最近「内部統制って結局何なの?」と聞かれることが何度かありました。確かに、非管理系の方にとって、「内部統制ってコンプラとかそっち系の何かでしょ?」くらいの印象だろうと思います。何を隠そう、かつての私がそうでした(アナリスト時代の不勉強を恥じる…)。
でも、最近のニュースでも内部統制というフレーズはちょいちょい取り上げられているので、知っておいて損はないよ!ということで、今回は内部統制をテーマにしてみたいと思います!
内部統制初心者だった頃に知りたかったこと
経営管理側に来て内部統制について学ぶ必要に迫られたものの、最初は書籍やWeb上の説明を読んでもちんぷんかんぷん。分かる人に聞くにも何から聞けば良いのか分からない状態でした。
いま振り返ると以下のすべての点が霧の中だったので、そりゃそうなるよね、と思います。
- 何のためにあるのか
- 全体像はどうなっているのか
- 何がアウトプットとして必要か
その後、書籍と格闘しながら手を動かして、専門家の方々から多々サポート頂いた結果、ようやく自分なりの理解が進んでいきました。
内部統制に関わり始めた頃の自分が、上記の点を最初に把握できていればもっとスピーディーに取り組めたなと思います。なので、私なりの理解ですがまずは昔の自分に向けてのまとめを記載してみます!そのうえで、形式的な内部統制の枠組みを超えて、実は大事だと感じたことをお伝えしたいと思います。
注:内部統制に詳しくない方に向けて簡素化して書いています。プロの方から見れば突っ込みどころ満載かと思います。より詳しく原理原則から学びたい方は、ぜひ各種原典や専門書にあたってみてください!
内部統制は何のためにあるの?
すごく簡単に言うと、内部統制は人的ミスや不正を防ぐための仕組みのことです。少し噛み砕くと、ルールを決め、伝え、ルールが守られているか確認できるように記録を取り、ちゃんと運用できているか検証する、というサイクルですね。
中でも、特にフォーカスが当たるのが「財務報告に係る内部統制」です。つまり、開示する財務数値(売上高、営業利益など)に誤りや不正が起きないようにするための仕組みです。
これは管理部門だけでなく、事業部側の業務(顧客への請求、資材の調達などなど)も対象に入ってきます。なので、内部統制は会社だけでなく、所属するメンバーを守るための仕組みでもあります。
で、仕組みって具体的には?って話ですが、たとえば、下記のようなプロセスが仕組み(の一部)の例です。経費の承認は皆さんも身近ですよね。内部統制は実は身近なものなんです。管理部門だけでよしなにやるものではなく、実は非管理系の人たちの業務にもかなり関わってきます。

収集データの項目
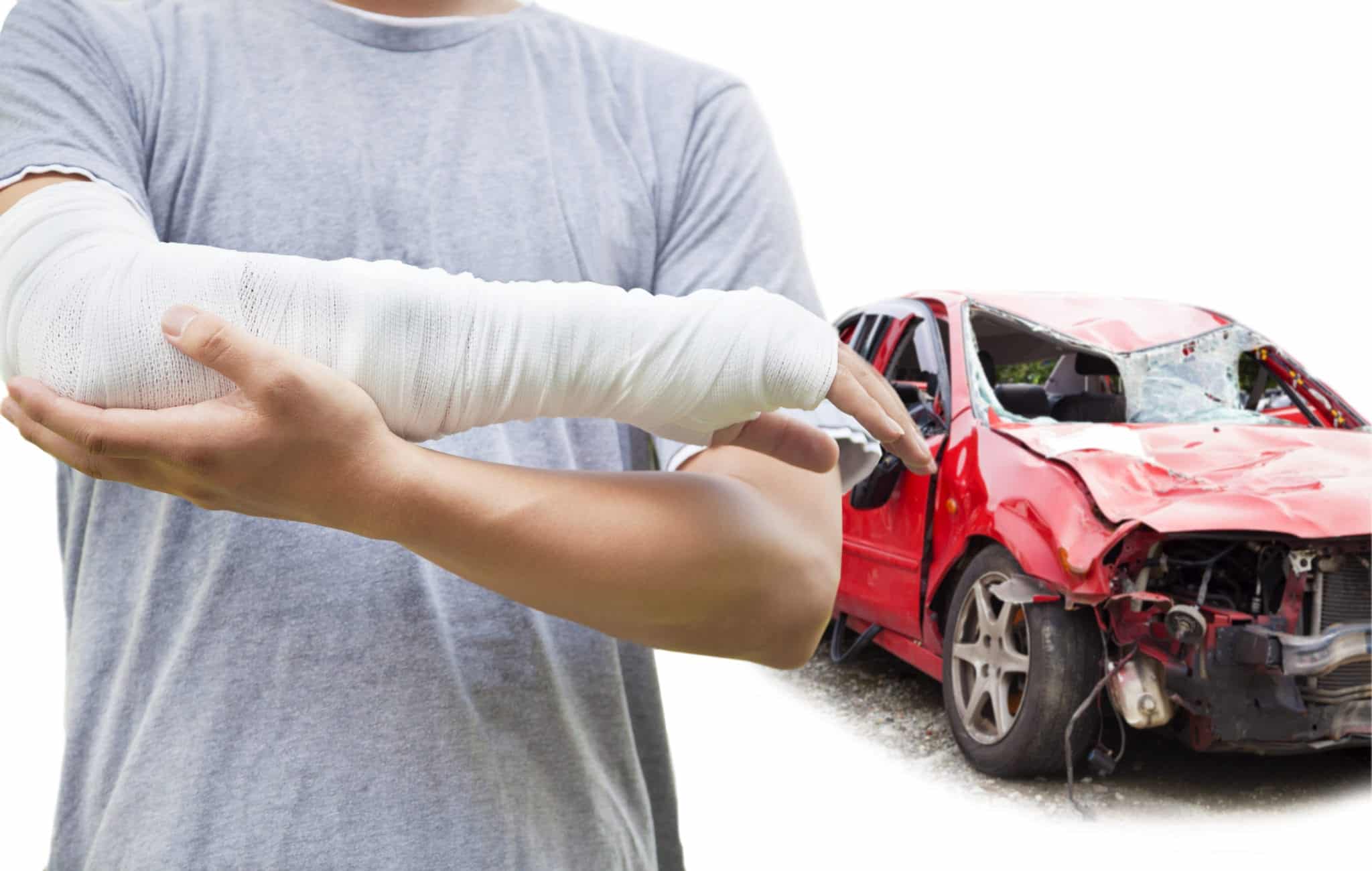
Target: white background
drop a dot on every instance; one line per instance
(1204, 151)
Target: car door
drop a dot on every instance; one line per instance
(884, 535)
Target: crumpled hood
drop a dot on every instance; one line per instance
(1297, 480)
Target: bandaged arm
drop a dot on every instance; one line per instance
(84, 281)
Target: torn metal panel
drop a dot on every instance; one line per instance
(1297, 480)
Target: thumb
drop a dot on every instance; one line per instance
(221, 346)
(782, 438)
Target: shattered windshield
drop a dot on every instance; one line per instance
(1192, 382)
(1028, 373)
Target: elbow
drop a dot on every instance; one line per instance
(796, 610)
* * *
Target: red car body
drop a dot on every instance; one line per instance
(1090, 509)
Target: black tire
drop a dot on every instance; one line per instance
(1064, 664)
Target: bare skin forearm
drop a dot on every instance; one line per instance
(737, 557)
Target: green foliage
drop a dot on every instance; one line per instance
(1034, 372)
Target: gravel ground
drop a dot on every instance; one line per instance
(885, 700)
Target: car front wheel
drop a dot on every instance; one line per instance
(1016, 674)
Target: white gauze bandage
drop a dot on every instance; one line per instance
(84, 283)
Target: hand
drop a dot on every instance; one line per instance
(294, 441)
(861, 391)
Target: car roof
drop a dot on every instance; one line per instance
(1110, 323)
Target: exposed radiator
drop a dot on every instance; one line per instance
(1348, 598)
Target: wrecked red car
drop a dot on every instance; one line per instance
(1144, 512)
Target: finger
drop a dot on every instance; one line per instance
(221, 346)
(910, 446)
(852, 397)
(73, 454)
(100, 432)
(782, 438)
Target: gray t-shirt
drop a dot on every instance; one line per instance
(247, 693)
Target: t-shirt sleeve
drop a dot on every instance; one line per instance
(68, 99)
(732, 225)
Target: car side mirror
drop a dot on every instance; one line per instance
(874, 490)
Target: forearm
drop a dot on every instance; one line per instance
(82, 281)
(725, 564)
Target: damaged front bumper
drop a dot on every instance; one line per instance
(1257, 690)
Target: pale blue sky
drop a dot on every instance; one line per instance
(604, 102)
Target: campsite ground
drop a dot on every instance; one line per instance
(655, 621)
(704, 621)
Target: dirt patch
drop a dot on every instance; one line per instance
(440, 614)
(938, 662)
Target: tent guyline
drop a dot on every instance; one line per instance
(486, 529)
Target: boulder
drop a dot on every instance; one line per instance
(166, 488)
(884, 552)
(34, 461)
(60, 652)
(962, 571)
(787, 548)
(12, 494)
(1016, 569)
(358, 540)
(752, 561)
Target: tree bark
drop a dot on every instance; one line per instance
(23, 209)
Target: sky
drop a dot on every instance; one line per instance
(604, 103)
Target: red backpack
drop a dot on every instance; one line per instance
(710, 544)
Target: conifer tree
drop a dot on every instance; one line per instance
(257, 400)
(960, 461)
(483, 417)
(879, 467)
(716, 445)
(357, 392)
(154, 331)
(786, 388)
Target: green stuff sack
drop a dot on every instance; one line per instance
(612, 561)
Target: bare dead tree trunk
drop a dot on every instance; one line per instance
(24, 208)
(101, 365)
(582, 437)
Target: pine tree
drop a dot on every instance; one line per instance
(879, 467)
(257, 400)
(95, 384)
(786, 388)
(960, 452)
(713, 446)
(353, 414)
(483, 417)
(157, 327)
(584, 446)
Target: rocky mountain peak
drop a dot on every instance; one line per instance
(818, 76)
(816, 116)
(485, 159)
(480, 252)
...
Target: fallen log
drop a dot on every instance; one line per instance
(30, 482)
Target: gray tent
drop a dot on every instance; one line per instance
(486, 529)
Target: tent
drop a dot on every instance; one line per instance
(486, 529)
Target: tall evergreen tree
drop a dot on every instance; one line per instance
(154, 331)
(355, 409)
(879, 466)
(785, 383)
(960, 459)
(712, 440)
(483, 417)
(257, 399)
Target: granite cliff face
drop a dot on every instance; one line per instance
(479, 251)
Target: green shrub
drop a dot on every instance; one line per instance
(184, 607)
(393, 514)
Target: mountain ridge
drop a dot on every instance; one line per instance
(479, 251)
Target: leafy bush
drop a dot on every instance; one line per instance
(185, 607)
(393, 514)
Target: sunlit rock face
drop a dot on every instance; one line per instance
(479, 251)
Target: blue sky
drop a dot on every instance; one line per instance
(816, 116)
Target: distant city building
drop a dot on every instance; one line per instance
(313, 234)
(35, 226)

— 作業指示 —
1) 内部統制に関する文章について、次の(a)〜(c)の記述が本文と一致するかどうかを判定してください。それぞれ「はい」または「いいえ」で答え、判断の根拠となる本文の語句をそのまま引用してください。(a) 筆者はアナリスト時代から内部統制に詳しかった。(b) 財務報告に係る内部統制は、管理部門の業務のみを対象とする。(c) 内部統制は、会社だけでなく所属するメンバーを守るための仕組みでもある。
2) 内部統制に関する文章を、示されている最後の文の直後から書き進めてください。

— 解答一覧 —
1)
(a) いいえ:「何を隠そう、かつての私がそうでした(アナリスト時代の不勉強を恥じる…)」
(b) いいえ:「これは管理部門だけでなく、事業部側の業務(顧客への請求、資材の調達などなど)も対象に入ってきます。」
(c) はい:「内部統制は会社だけでなく、所属するメンバーを守るための仕組みでもあります。」

2)
なお、この経費の承認のように手作業で担保する「マニュアル統制」もあれば、ITシステムで担保する「システム統制」もあります。また、統制をかけるタイミングによって、ミスや不正が起こらないよう事前に対処する「予防的統制」と事後的に検知できるようにする「発見的統制」にも分けられます。
予防的統制は事前に承認を得る形式が主なので、統制の効力は強いですが、何でもかんでも予防的統制でカバーしてしまうとがんじがらめになってしまいます。業務のブレーキになりにくい仕組みを作るには、後で検証して問題がなければOKだよね、という発見的統制もうまく組み合わせるのが大事です。
余談ですが、システムの活用によってモニタリング型の発見的統制はやりやすくなっていくと思うので、より良い仕組みを模索していきたいところです。
上場企業は評価と報告が義務
さて、財務報告に間違いや不正があってはいけないのはどんな会社でもそーだよね、という話ですが、特に重要性が増すのは上場企業です。
なぜなら、上場株式の売買の判断に大きな影響を与える財務報告が信用できないなら、投資家は怖くて株式投資などできないからです。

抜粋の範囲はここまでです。